Quote the line containing "Where can the white tile" and all lines that follow it in the listing below, exactly as written.
# EXTRACTED DATA start
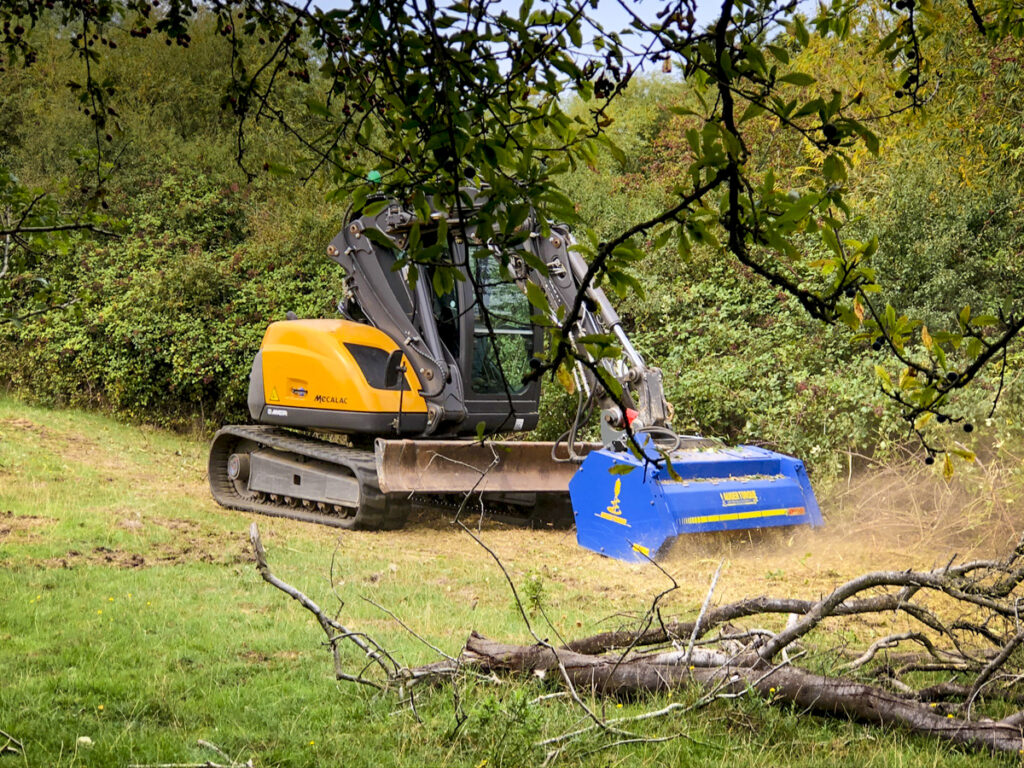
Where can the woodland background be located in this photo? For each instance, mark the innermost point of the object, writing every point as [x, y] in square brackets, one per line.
[168, 312]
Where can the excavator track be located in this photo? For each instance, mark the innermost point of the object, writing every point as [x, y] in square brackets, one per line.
[356, 501]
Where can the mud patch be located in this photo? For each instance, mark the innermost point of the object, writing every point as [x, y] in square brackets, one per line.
[73, 448]
[20, 528]
[229, 552]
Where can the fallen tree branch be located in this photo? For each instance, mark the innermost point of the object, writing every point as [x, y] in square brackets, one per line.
[741, 660]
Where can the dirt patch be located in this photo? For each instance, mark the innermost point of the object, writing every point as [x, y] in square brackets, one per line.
[203, 549]
[19, 528]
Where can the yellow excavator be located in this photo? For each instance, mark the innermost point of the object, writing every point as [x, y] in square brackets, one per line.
[419, 375]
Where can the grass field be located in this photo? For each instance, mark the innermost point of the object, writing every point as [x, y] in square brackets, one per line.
[131, 613]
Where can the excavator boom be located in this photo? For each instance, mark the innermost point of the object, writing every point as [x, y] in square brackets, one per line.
[421, 369]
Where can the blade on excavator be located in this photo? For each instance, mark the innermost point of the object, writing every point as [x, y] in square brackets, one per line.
[463, 466]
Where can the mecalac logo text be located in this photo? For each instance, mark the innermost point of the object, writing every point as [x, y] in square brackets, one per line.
[329, 399]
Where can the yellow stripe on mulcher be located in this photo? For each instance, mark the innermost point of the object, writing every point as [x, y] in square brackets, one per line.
[620, 520]
[794, 511]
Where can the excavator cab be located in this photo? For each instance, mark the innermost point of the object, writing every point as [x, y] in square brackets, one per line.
[422, 364]
[465, 350]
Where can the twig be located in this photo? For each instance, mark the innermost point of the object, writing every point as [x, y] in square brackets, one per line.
[704, 611]
[12, 743]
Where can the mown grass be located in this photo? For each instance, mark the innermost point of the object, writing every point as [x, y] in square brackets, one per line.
[130, 613]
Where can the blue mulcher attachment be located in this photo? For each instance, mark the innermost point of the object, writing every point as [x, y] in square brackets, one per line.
[632, 516]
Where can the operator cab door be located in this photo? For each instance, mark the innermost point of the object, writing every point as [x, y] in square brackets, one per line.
[495, 360]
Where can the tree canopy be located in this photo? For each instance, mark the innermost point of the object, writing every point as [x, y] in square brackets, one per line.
[765, 157]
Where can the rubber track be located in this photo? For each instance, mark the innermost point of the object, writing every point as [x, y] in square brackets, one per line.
[376, 512]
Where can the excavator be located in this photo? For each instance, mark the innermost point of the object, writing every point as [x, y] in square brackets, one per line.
[399, 399]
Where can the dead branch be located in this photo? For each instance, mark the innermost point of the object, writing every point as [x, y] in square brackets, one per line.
[982, 596]
[813, 692]
[207, 764]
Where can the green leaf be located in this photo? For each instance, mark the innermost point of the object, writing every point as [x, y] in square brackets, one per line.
[798, 78]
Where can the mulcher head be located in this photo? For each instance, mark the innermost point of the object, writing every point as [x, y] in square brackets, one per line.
[629, 508]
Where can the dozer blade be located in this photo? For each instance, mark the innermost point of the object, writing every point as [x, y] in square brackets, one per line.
[461, 466]
[629, 508]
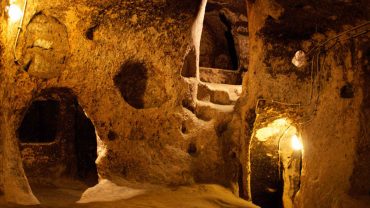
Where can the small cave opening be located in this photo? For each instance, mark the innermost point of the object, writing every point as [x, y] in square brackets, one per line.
[40, 124]
[58, 143]
[275, 163]
[217, 47]
[85, 148]
[132, 81]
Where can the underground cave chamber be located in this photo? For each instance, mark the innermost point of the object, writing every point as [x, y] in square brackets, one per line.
[209, 103]
[57, 140]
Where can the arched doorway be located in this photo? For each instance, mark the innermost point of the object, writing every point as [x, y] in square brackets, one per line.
[275, 163]
[58, 144]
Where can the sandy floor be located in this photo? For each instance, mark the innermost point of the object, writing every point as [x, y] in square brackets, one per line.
[197, 196]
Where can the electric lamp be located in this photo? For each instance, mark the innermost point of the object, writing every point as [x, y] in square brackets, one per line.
[296, 143]
[14, 12]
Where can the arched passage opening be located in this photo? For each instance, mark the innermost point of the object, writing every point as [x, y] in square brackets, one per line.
[275, 163]
[57, 143]
[224, 43]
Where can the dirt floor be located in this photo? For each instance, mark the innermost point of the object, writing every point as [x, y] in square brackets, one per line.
[207, 196]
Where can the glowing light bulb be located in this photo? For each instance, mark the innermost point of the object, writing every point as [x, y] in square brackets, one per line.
[296, 143]
[14, 12]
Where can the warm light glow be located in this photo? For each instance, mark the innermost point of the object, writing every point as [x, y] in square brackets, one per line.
[296, 143]
[14, 12]
[273, 129]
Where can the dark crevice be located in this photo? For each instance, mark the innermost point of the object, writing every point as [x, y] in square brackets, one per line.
[230, 42]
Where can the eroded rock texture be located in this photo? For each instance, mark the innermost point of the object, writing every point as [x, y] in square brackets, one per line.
[160, 102]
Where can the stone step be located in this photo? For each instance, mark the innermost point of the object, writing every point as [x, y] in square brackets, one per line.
[222, 94]
[207, 111]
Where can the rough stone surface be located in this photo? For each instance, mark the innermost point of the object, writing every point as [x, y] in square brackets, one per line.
[133, 67]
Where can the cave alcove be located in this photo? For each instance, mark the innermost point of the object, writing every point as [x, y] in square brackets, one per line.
[57, 140]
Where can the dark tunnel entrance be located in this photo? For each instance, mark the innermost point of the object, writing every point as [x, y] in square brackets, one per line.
[85, 148]
[58, 141]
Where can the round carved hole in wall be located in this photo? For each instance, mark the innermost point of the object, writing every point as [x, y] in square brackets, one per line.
[139, 86]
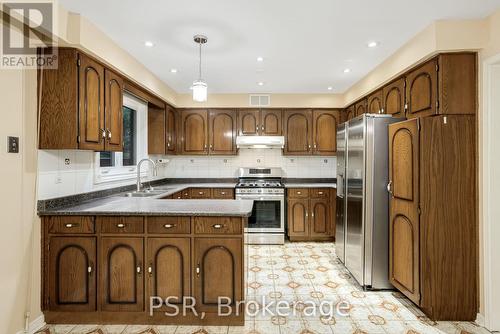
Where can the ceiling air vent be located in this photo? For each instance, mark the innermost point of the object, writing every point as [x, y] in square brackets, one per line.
[257, 100]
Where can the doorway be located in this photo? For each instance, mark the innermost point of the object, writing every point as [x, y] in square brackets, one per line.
[490, 191]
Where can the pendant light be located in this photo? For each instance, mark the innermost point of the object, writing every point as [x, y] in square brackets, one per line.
[199, 86]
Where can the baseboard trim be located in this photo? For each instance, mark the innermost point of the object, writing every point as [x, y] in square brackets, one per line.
[35, 325]
[480, 320]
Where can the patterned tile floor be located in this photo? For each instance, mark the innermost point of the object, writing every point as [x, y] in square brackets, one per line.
[303, 275]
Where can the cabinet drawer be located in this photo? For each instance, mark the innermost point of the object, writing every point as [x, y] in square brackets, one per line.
[223, 193]
[200, 193]
[71, 224]
[298, 193]
[167, 225]
[121, 224]
[217, 225]
[320, 193]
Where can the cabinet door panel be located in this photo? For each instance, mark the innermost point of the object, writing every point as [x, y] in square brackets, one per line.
[298, 217]
[375, 103]
[361, 107]
[404, 244]
[168, 268]
[320, 217]
[72, 277]
[194, 132]
[325, 131]
[222, 130]
[421, 90]
[122, 274]
[249, 122]
[91, 104]
[171, 132]
[113, 113]
[298, 132]
[218, 271]
[394, 98]
[270, 122]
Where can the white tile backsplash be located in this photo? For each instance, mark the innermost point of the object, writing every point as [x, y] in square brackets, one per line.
[68, 172]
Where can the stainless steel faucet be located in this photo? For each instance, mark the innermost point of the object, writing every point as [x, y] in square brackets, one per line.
[139, 171]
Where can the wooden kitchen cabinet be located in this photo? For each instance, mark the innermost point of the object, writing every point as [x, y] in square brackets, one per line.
[217, 271]
[168, 269]
[394, 98]
[194, 131]
[249, 122]
[72, 273]
[445, 85]
[171, 129]
[432, 174]
[122, 273]
[270, 122]
[310, 213]
[375, 104]
[361, 107]
[81, 104]
[325, 131]
[222, 132]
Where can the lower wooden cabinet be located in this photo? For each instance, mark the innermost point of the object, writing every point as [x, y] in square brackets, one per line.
[168, 269]
[100, 275]
[218, 271]
[310, 213]
[71, 274]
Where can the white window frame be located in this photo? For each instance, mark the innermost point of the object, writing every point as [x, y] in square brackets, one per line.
[118, 172]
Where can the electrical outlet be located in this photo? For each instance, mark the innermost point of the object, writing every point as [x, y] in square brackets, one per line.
[12, 144]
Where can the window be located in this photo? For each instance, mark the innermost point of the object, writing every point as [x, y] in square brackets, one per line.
[116, 166]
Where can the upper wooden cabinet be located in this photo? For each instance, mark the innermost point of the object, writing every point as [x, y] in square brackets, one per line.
[208, 131]
[256, 122]
[297, 127]
[394, 98]
[444, 85]
[81, 104]
[361, 107]
[72, 274]
[194, 131]
[171, 130]
[350, 112]
[325, 131]
[375, 103]
[310, 131]
[222, 132]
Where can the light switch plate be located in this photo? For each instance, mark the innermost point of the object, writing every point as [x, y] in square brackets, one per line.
[12, 144]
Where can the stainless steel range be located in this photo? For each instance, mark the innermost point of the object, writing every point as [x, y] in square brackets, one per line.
[266, 225]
# EXTRACTED DATA end
**COMPLETE OUTPUT**
Where can the white tile backsplash be located in this photo? For each instance, mark the innermost point of the object, writing every point as [x, y] in square brackets, one per line.
[68, 172]
Where can the stainless steel faucet be located in this photo? For each instance, mark the innermost point of the object, writing every point as [x, y] in square brackets, one per line.
[139, 171]
Where can the wooden kitchen cabinet be located in this photo? For each instance, mark the innermost point of the object, writing every point as [x, y] in square brackets, one per line.
[217, 271]
[168, 269]
[394, 98]
[194, 131]
[249, 122]
[72, 273]
[445, 85]
[171, 129]
[432, 174]
[122, 273]
[270, 122]
[310, 213]
[375, 104]
[361, 107]
[81, 104]
[325, 131]
[222, 132]
Where can the lower wooden cabinet be located in this photo? For each instance, mark the innermost point of the object, writing every point as [x, y] in square brackets, one per line.
[168, 269]
[100, 275]
[218, 271]
[310, 213]
[71, 274]
Where can the white window frame be located in this photo? For each instance, mark the innermost point of the object, writing every point as [x, y] in square brackets, one per line.
[118, 172]
Where can the electrical outlet be located in this photo? For each instance, mark the innermost point of the object, writing every point as [x, y] in square brackets, one per line.
[12, 144]
Where can the window be located in this photo? For each instance, mark the innermost point of the object, writing every point as [x, y] in square brackets, one per line.
[116, 166]
Where can the upper wooden cabinet be located in this photo? For each instance, mark the innermost point of the object, writing every point as [x, y] in square brackets, one per line.
[208, 131]
[256, 122]
[297, 127]
[394, 98]
[444, 85]
[81, 104]
[361, 107]
[72, 274]
[194, 131]
[171, 130]
[350, 112]
[325, 131]
[375, 103]
[310, 131]
[222, 132]
Where can the light switch plate be located in this photo? For each instance, mark the innermost point of the object, writing every point as [x, y] in square brackets, one per line.
[12, 144]
Where can the stainless steel range be located in this photo? For each instance, mark the innermost point of the object, writing every point as [x, y] in square brackets, one per line.
[266, 225]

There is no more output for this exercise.